● **Assignment**
Filter the data below, keeping only lines that contain "every".

● **Exercise materials**
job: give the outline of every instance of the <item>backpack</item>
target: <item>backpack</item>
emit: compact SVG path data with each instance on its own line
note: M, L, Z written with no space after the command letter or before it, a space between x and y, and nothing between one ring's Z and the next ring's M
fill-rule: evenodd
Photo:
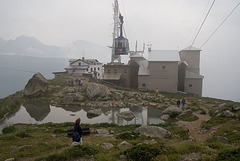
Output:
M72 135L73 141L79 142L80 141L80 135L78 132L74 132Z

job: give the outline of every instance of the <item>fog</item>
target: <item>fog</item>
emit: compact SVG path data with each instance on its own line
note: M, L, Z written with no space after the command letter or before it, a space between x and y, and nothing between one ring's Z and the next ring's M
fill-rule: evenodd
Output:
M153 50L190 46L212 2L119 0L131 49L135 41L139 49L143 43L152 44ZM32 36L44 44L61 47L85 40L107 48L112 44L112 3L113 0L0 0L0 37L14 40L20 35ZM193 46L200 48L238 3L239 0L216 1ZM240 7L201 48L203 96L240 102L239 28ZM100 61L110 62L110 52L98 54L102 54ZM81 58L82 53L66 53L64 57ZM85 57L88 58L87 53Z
...
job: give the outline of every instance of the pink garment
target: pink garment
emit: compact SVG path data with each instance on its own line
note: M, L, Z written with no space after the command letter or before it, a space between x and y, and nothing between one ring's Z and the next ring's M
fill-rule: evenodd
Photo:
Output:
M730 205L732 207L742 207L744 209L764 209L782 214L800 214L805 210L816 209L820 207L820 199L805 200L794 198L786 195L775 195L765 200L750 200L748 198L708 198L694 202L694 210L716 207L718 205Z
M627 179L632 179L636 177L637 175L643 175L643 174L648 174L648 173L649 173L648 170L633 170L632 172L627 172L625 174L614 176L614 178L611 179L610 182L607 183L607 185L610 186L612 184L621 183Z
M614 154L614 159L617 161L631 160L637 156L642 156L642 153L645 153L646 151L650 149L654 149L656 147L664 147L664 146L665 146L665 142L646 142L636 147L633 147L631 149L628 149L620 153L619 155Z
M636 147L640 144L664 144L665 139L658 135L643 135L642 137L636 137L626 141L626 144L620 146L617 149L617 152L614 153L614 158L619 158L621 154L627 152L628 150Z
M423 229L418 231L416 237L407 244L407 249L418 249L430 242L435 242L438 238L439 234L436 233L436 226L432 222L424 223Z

● **The answer**
job: give the outline of every instance of the <item>backpack</item>
job: give the outline of every instance of the <item>fog</item>
job: give the outline of every instance of the pink garment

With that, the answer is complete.